_Problem description:_ In the Teen Challenge article below, rewrite the paragraph beginning "Teen Challenge interns stay onsite" as a short bulleted list that keeps its main facts.

_Exercise passage:_

- - -

There has been so many blessings and outright miracles associated with the NATC that no one could deny God’s hand in all of it. One local company has also donated over three hundred thousand dollars to build the facility! Only God can release that kind of blessing!

A concern for the leadership of Northern Appalachian Teen Challenge is what happens to a person after they have completed the year-long program? Where do they start?

“We have talked a lot about a transitional program…” Aaron said, “something along the lines of an outside internship program.”

Teen Challenge interns stay onsite and help with tasks for the facility. An outside internship would come from building relationships with local businesses that would partner with Teen Challenge and recruit graduates to participate in a real-world environment, while still having access to mentors. In turn, the experience would help build upon the foundational principals they learned while in the Teen Challenge program. Graduates can work on accountability and learn to live a different lifestyle than the one that led them to addiction.

“Even if they start out working at a fast-food restaurant,” Aaron said. “God needs people everywhere. Don’t let the fire burn out because you’re not working at the ideal job, or you’re not in ministry, or not in college, or whatever the case may be. Keep your fire burning!”

- - -

_Data for review:_

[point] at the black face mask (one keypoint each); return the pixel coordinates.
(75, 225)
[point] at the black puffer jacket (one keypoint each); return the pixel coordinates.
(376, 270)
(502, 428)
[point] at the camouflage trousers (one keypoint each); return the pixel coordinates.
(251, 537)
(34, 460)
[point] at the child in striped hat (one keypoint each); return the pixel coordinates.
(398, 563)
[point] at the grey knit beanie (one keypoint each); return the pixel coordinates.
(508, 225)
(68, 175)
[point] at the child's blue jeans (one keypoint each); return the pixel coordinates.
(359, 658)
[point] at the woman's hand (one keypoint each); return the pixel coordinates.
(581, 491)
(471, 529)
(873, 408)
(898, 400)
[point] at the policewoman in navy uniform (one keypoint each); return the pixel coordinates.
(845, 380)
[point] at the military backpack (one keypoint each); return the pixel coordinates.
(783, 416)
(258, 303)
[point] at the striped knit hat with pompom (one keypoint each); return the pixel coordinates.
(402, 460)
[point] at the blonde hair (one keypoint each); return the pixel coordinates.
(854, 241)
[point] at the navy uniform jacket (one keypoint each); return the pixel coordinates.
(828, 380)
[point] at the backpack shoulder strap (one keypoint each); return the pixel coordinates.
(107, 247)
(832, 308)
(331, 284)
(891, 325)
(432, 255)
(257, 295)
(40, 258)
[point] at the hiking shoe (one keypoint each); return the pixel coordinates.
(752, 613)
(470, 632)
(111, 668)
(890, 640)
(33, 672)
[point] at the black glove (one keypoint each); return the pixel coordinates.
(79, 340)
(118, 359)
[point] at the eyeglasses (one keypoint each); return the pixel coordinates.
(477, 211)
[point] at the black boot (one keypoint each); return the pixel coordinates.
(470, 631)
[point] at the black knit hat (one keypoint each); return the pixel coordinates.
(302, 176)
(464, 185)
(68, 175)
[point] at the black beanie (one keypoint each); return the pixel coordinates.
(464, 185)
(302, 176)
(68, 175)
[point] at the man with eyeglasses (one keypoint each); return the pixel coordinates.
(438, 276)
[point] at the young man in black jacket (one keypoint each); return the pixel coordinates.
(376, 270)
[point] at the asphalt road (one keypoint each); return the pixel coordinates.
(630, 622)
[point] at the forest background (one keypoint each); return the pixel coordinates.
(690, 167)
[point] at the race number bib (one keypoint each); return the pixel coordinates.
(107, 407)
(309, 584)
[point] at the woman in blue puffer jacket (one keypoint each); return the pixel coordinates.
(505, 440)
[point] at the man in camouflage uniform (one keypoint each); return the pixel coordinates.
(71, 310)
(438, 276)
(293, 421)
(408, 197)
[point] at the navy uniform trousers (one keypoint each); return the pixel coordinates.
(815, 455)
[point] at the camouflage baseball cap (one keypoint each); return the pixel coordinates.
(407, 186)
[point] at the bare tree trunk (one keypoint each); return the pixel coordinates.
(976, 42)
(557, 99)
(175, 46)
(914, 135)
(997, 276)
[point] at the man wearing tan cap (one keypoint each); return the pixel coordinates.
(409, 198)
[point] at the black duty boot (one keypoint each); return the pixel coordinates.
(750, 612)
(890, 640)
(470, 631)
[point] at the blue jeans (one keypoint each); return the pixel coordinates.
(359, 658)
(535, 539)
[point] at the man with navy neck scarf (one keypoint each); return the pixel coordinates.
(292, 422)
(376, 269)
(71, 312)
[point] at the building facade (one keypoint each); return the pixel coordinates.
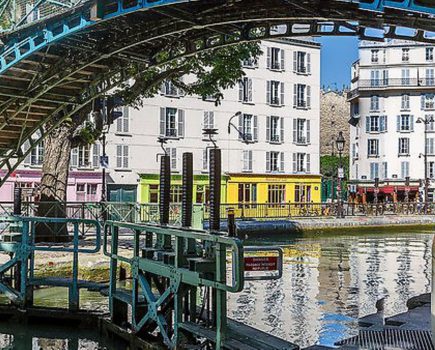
(392, 119)
(270, 149)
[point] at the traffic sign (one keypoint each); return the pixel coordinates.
(104, 161)
(261, 263)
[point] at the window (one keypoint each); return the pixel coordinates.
(250, 63)
(37, 154)
(172, 153)
(376, 123)
(248, 127)
(247, 193)
(122, 156)
(404, 169)
(374, 171)
(429, 54)
(176, 193)
(274, 162)
(169, 89)
(274, 129)
(275, 93)
(430, 77)
(208, 121)
(302, 193)
(171, 122)
(245, 90)
(302, 96)
(301, 62)
(354, 151)
(372, 148)
(247, 160)
(374, 103)
(154, 193)
(405, 77)
(276, 194)
(301, 163)
(431, 169)
(405, 123)
(375, 56)
(301, 131)
(428, 101)
(403, 146)
(385, 170)
(405, 105)
(123, 122)
(375, 78)
(430, 150)
(405, 55)
(275, 58)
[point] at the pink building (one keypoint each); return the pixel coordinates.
(83, 186)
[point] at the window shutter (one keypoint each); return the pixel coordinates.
(250, 160)
(295, 95)
(281, 124)
(308, 63)
(267, 128)
(255, 128)
(295, 61)
(282, 59)
(308, 163)
(308, 126)
(282, 95)
(295, 130)
(126, 156)
(162, 121)
(173, 158)
(74, 157)
(250, 90)
(241, 90)
(308, 96)
(96, 155)
(241, 131)
(25, 148)
(267, 161)
(180, 123)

- - -

_Exercise response:_
- Teen Challenge interns live onsite and help with tasks at the facility.
- An outside internship would come from relationships with local businesses that partner with Teen Challenge.
- These businesses would recruit graduates to take part in a real-world environment while the graduates keep access to mentors.
- The experience would build on the foundation graduates gained in the Teen Challenge program.
- Graduates could work on accountability and learn to live differently from the lifestyle that led them to addiction.